#### Ausgewählter Text
Allerdings scheint Nordkorea erst im Jahre 1976 mit der Entwicklung eigener Raketen begonnen zu haben. Während des Jom-Kippur-Krieges im Jahre 1973 erhielt Nordkorea Raketen des Typs Scud-B (NATO-Bezeichnung) als Gegenleistung für seine Unterstützung Ägyptens. Nach dem Erhalt der Scud-B-Raketen und entsprechender Startrampen nahm Nordkorea zunächst durch Reverse Engineering die Entwicklung eigener Raketen auf. Nordkoreas Raketensystem baut also auf der Scud-Raketenserie auf. In der Folge entwickelte Nordkorea die Scud-C, die über eine größere Reichweite verfügte, die ballistische Mittelstreckenrakete (IRBM) „Rodong“ und die mehrstufige ballistische Mittelstreckenrakete „Taepodong“.
########
● Deine Aufgabe: Liste alle einzelnen Raketentypen auf, die der ausgewählte Text mit Namen nennt.
#### Bereitgestellte Daten
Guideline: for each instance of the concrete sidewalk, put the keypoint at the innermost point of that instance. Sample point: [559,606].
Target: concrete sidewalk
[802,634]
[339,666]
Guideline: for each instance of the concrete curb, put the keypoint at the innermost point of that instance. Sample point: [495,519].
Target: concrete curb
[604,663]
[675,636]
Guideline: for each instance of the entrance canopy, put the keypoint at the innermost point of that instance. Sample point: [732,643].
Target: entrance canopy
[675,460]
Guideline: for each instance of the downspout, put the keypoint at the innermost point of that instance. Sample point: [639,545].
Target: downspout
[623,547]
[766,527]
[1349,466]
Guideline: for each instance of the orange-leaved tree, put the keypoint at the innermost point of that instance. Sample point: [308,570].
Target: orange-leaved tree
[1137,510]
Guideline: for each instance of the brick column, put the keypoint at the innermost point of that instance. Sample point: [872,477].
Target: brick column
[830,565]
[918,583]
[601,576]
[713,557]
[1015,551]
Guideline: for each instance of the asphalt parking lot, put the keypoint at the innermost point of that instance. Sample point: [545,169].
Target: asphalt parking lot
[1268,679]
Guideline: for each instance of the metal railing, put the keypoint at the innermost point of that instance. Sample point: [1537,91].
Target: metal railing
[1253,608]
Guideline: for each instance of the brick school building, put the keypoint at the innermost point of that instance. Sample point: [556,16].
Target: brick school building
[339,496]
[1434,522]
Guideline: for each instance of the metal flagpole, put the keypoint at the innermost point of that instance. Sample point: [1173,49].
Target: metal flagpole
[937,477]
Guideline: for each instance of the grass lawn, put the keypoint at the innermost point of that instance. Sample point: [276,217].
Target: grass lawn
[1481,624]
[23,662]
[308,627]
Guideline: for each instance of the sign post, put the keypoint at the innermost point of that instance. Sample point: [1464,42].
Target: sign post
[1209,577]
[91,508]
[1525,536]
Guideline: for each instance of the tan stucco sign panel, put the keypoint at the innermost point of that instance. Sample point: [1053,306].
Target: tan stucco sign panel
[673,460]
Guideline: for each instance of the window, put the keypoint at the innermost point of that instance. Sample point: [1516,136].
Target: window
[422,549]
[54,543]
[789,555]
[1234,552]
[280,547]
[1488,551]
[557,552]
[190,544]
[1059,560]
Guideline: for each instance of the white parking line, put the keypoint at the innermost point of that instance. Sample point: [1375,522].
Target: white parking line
########
● Gelöste Aufgabe: Scud-B, Scud-C, Rodong, Taepodong